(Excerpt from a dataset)
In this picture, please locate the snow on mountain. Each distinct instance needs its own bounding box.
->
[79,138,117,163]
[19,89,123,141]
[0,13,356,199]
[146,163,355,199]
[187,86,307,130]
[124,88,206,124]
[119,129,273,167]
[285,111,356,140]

## CHALLENGE
Reproduce the lines in the records above without any changes.

## FINISHED ANSWER
In this picture, please locate the snow on mountain. Each distinct instance needs its own bounding box.
->
[79,138,117,163]
[19,89,123,141]
[0,13,356,199]
[146,163,355,199]
[187,86,307,130]
[124,88,206,124]
[119,129,273,167]
[285,111,356,140]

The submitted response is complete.